» To be done
Extend the mailing-list thread on virtio_net XDP offload below, starting right after its final line.

» Source passage
**********
Same is true for the NFP BPF offload, BTW, the driver does all the
heavy lifting and compiles the final machine code image.
You can't say verifying and JITing BPF code into machine code entirely
in the hypervisor is similarly simple.
So no, there is a huge difference.
> > The approach of kernel generating actual machine code which is then
> > loaded into a sandbox on the hypervisor/SmartNIC is another story.
>
> We've considered such way, but actual machine code is not as portable as
> eBPF bytecode consider we may want:
>
> - Support migration
> - Further offload the program to smart NIC (e.g through macvtap
> passthrough mode etc).
You can re-JIT or JIT for SmartNIC..? Having the BPF bytecode does not
guarantee migration either, if the environment is expected to be
running different version of HW and SW. But yes, JITing in the guest
kernel when you don't know what to JIT for may be hard, I was just
saying that I don't mean to discourage people from implementing
sandboxes which run JITed code on SmartNICs. My criticism is (as
always?) against turning the kernel into a one-to-one uAPI forwarder
into unknown platform code.
For cloud use cases I believe the higher layer should solve this.
^ permalink raw reply [flat|nested] 43+ messages in thread
* Re: [RFC net-next 00/18] virtio_net XDP offload
2019-11-27 19:49 ` Jakub Kicinski
@ 2019-11-28 3:41 ` Jason Wang
0 siblings, 0 replies; 43+ messages in thread
From: Jason Wang @ 2019-11-28 3:41 UTC (permalink / raw)
To: Jakub Kicinski
Cc: Song Liu, Martin KaFai Lau, Jesper Dangaard Brouer,
Daniel Borkmann, Michael S . Tsirkin, netdev, John Fastabend,
qemu-devel, Alexei Starovoitov, Prashant Bhole, kvm,
Yonghong Song, Andrii Nakryiko, David S . Miller
On 2019/11/28 上午3:49, Jakub Kicinski wrote:
> On Wed, 27 Nov 2019 10:59:37 +0800, Jason Wang wrote:
>> On 2019/11/27 上午4:35, Jakub Kicinski wrote:
>>> On Tue, 26 Nov 2019 19:07:26 +0900, Prashant Bhole wrote:
>>>> Note: This RFC has been sent to netdev as well as qemu-devel lists
>>>>
>>>> This series introduces XDP offloading from virtio_net. It is based on
>>>> the following work by Jason Wang:
>>>> https://netdevconf.info/0x13/session.html?xdp-offload-with-virtio-net
>>>>
>>>> Current XDP performance in virtio-net is far from what we can achieve
>>>> on host. Several major factors cause the difference:
>>>> - Cost of virtualization
>>>> - Cost of virtio (populating virtqueue and context switching)
**********
» Provided information

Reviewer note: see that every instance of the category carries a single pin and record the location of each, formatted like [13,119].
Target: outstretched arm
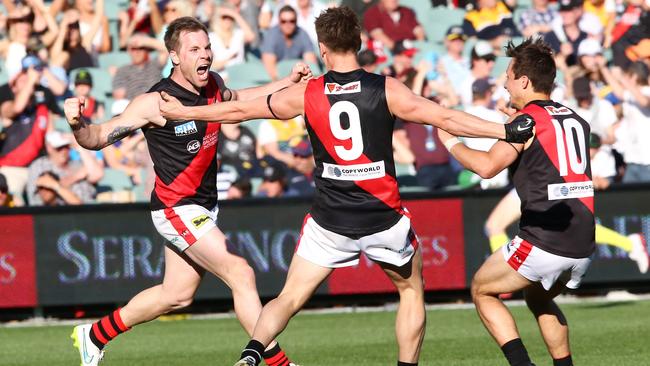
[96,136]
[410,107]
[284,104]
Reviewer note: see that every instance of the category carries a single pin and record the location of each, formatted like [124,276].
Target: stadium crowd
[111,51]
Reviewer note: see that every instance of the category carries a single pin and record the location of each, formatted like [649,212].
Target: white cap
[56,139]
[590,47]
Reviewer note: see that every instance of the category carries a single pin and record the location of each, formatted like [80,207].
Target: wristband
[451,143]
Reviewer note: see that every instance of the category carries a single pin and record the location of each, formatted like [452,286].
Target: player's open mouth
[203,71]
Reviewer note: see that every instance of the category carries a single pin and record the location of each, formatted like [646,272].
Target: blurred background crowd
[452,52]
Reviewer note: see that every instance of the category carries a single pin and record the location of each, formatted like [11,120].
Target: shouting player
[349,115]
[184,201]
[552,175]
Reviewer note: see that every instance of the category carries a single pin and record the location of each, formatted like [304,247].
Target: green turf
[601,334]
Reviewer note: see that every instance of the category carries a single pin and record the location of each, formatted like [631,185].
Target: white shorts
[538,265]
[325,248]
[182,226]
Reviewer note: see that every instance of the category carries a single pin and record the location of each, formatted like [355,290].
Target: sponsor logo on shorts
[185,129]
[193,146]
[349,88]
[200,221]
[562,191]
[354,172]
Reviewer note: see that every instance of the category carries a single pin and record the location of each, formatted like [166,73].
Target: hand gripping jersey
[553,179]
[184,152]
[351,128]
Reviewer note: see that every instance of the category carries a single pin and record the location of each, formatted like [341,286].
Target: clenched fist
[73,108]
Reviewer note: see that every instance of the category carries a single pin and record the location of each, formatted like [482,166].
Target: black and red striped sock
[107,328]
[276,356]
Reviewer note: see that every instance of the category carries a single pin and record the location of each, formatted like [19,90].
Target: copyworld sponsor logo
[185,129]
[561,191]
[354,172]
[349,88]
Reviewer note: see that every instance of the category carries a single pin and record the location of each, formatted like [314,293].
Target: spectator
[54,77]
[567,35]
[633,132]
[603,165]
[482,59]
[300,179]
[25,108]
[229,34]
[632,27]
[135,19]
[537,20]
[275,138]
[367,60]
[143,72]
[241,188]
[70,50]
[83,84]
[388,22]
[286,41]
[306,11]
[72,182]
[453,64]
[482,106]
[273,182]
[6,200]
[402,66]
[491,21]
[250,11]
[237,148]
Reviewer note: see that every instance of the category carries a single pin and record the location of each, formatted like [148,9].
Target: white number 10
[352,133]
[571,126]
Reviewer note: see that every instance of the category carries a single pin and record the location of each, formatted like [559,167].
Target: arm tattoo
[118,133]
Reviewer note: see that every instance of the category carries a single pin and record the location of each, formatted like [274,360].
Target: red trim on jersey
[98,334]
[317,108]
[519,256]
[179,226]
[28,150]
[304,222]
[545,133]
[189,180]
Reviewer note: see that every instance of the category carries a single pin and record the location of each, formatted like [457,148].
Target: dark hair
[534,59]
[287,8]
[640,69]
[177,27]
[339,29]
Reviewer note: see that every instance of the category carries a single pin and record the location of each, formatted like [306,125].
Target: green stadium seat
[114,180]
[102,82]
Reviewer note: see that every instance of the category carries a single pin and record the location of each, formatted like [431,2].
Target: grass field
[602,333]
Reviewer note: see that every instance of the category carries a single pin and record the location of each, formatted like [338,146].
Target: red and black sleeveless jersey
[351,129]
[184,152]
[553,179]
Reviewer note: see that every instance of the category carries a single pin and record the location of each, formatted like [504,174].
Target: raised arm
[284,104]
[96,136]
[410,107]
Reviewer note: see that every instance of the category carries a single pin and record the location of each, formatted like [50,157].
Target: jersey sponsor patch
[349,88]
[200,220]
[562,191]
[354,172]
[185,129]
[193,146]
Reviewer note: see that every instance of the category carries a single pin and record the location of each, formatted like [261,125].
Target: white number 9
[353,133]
**********
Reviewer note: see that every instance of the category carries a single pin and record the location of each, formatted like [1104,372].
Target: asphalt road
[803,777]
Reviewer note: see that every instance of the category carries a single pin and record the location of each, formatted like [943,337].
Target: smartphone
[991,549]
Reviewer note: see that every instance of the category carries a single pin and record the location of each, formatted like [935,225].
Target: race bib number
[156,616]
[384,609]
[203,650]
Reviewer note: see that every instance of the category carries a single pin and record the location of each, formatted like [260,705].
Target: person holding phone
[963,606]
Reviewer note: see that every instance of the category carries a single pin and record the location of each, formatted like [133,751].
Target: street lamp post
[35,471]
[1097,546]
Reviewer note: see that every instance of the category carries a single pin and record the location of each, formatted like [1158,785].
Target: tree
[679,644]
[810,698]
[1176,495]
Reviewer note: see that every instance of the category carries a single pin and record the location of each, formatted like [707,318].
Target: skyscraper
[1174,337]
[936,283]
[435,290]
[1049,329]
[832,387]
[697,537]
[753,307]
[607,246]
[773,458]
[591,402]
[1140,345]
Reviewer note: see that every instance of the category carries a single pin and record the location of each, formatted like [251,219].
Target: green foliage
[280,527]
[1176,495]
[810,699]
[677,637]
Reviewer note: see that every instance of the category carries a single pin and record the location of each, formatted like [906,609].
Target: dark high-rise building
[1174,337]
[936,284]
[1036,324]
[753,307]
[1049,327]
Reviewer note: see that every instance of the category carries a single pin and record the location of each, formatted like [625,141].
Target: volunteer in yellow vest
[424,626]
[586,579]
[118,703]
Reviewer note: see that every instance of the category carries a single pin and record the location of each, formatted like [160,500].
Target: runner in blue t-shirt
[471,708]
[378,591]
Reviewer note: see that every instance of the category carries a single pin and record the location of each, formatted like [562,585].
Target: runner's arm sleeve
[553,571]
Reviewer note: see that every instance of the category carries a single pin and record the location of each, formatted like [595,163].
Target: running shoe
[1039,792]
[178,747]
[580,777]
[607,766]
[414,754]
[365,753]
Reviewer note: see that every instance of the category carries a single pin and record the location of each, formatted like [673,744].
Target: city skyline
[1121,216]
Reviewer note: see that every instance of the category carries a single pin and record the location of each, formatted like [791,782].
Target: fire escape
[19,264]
**********
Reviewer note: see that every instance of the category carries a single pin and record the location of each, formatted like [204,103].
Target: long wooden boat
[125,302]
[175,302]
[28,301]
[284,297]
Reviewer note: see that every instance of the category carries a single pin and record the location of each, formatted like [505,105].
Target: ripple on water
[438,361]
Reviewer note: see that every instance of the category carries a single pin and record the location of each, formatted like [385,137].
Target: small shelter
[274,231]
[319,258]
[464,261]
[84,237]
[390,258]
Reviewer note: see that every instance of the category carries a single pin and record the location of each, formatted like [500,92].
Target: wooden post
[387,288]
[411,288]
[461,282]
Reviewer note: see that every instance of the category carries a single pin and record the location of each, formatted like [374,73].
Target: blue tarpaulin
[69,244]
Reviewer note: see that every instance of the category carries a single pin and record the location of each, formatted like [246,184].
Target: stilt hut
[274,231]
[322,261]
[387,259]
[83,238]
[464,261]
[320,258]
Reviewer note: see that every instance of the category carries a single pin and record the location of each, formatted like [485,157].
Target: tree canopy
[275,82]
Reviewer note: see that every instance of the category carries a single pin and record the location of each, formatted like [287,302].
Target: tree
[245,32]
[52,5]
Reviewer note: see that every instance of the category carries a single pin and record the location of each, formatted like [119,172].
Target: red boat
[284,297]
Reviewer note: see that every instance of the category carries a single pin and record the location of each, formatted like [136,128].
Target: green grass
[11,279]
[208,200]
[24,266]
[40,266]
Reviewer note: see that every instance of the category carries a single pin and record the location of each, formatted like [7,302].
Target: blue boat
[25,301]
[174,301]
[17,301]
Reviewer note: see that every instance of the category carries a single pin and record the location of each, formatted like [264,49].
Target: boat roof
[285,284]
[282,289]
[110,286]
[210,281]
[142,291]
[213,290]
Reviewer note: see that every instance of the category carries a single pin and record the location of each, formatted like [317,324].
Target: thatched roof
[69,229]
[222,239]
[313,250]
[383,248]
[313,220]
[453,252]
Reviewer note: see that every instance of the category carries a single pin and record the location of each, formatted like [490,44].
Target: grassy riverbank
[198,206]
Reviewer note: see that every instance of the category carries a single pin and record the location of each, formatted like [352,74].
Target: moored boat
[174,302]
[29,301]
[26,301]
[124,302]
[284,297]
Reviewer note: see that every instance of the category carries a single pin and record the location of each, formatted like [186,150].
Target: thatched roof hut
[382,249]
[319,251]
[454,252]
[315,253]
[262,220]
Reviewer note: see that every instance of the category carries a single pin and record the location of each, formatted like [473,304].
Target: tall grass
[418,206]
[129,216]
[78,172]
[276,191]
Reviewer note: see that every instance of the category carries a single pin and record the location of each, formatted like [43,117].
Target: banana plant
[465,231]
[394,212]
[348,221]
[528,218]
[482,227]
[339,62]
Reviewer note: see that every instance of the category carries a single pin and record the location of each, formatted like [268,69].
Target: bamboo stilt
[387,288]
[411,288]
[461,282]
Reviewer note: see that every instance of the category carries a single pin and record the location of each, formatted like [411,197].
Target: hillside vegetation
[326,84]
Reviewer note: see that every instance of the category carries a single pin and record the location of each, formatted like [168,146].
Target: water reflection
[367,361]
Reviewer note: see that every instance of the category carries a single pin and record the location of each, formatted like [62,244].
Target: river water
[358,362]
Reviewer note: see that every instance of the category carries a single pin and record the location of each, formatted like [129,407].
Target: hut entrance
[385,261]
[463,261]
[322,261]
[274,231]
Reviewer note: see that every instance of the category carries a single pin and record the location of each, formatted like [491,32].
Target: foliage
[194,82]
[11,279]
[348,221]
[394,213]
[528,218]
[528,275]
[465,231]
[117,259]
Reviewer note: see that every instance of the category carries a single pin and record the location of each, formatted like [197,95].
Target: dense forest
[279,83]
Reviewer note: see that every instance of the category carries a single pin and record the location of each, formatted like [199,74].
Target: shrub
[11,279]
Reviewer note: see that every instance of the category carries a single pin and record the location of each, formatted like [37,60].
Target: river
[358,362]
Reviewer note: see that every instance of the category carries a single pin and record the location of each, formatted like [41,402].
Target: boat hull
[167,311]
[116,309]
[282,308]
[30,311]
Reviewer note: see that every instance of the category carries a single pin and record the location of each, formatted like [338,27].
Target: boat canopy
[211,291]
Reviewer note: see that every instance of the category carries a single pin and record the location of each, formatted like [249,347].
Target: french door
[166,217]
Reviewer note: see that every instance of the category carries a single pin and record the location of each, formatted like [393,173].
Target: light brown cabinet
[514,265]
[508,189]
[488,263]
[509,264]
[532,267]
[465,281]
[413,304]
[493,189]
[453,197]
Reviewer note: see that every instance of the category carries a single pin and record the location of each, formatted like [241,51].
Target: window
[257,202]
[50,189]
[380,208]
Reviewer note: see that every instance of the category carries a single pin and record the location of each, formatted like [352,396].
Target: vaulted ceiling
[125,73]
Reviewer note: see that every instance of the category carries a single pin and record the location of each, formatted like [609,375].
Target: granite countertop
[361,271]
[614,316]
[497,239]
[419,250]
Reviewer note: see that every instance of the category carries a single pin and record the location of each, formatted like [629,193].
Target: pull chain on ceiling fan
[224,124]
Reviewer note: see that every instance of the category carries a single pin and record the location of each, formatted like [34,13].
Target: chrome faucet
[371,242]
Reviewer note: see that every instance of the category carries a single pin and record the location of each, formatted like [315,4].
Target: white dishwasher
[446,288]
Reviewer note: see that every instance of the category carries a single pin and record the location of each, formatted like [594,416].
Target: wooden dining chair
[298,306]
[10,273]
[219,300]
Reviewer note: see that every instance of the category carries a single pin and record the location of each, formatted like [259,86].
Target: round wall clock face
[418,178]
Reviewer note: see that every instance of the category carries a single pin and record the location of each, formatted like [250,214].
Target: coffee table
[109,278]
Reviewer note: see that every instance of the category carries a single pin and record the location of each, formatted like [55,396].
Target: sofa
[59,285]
**********
» Task answer
>>>> - Cost of vhost, it needs more optimization
>>>> - Cost of data copy
>>>> Because of above reasons there is a need of offloading XDP program to
>>>> host. This set is an attempt to implement XDP offload from the guest.
>>> This turns the guest kernel into a uAPI proxy.
>>>
>>> BPF uAPI calls related to the "offloaded" BPF objects are forwarded
>>> to the hypervisor, they pop up in QEMU which makes the requested call
>>> to the hypervisor kernel. Today it's the Linux kernel tomorrow it may
>>> be someone's proprietary "SmartNIC" implementation.
>>>
>>> Why can't those calls be forwarded at the higher layer? Why do they
>>> have to go through the guest kernel?
>>
>> I think doing forwarding at higher layer have the following issues:
>>
>> - Need a dedicated library (probably libbpf) but application may choose
>> to do eBPF syscall directly
>> - Depends on guest agent to work
> This can be said about any user space functionality.
Yes but the feature may have too much unnecessary dependencies:
dedicated library, guest agent, host agent etc. This can only work for
some specific setups and will lead vendor specific implementations.
>
>> - Can't work for virtio-net hardware, since it still requires a hardware
>> interface for carrying offloading information
> The HW virtio-net presumably still has a PF and hopefully reprs for
> VFs, so why can't it attach the program there?
Then you still need a interface for carrying such information? It will
work like assuming we had a virtio-net VF with reprs:
libbpf(guest) -> guest agent -> host agent -> libbpf(host) -> BPF
syscall -> VF reprs/PF drvier -> VF/PF reprs -> virtio-net VF
Still need a vendor specific way for passing eBPF commands from driver
to reprs/PF, and possibility, it could still be a virtio interface there.
In this proposal it will work out of box as simple as:
libbpf(guest) -> guest kernel -> virtio-net driver -> virtio-net VF
If the request comes from host (e.g flow offloading, configuration etc),
VF reprs make perfect fit. But if the request comes from guest, having
much longer journey looks quite like a burden (dependencies, bugs etc) .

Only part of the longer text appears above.